Rewrite the lines below with every occurrence of "front leg" replaced by "hind leg", leaving all other text as is. Omit the picture from your output.
---------- TASK INPUT
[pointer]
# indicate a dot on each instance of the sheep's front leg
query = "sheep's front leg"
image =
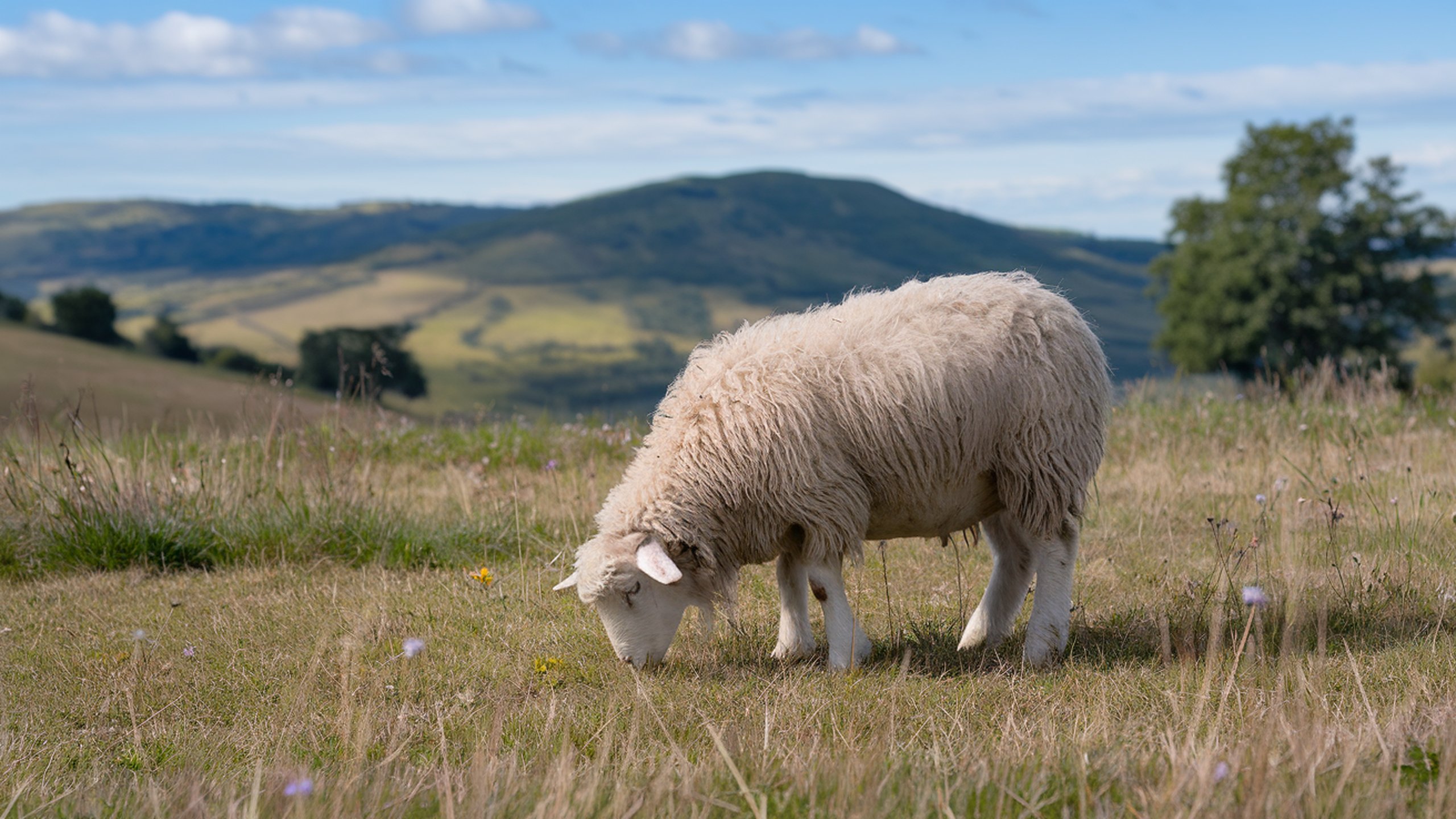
(1052, 607)
(796, 639)
(848, 643)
--------------------
*RESPONSE TO THIS TASK*:
[pointer]
# indicate a dot on each instance of the sheep's hind leg
query = "sheep's hind leg"
image =
(1052, 607)
(796, 639)
(848, 643)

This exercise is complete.